> [Try it] Among the entries below, please show each line that carries the word "like".

Saved entries
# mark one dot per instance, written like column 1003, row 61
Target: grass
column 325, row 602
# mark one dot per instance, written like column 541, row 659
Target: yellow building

> [Output of the exercise]
# mark one dot per instance, written like column 1003, row 61
# mark one dot per instance, written like column 541, row 659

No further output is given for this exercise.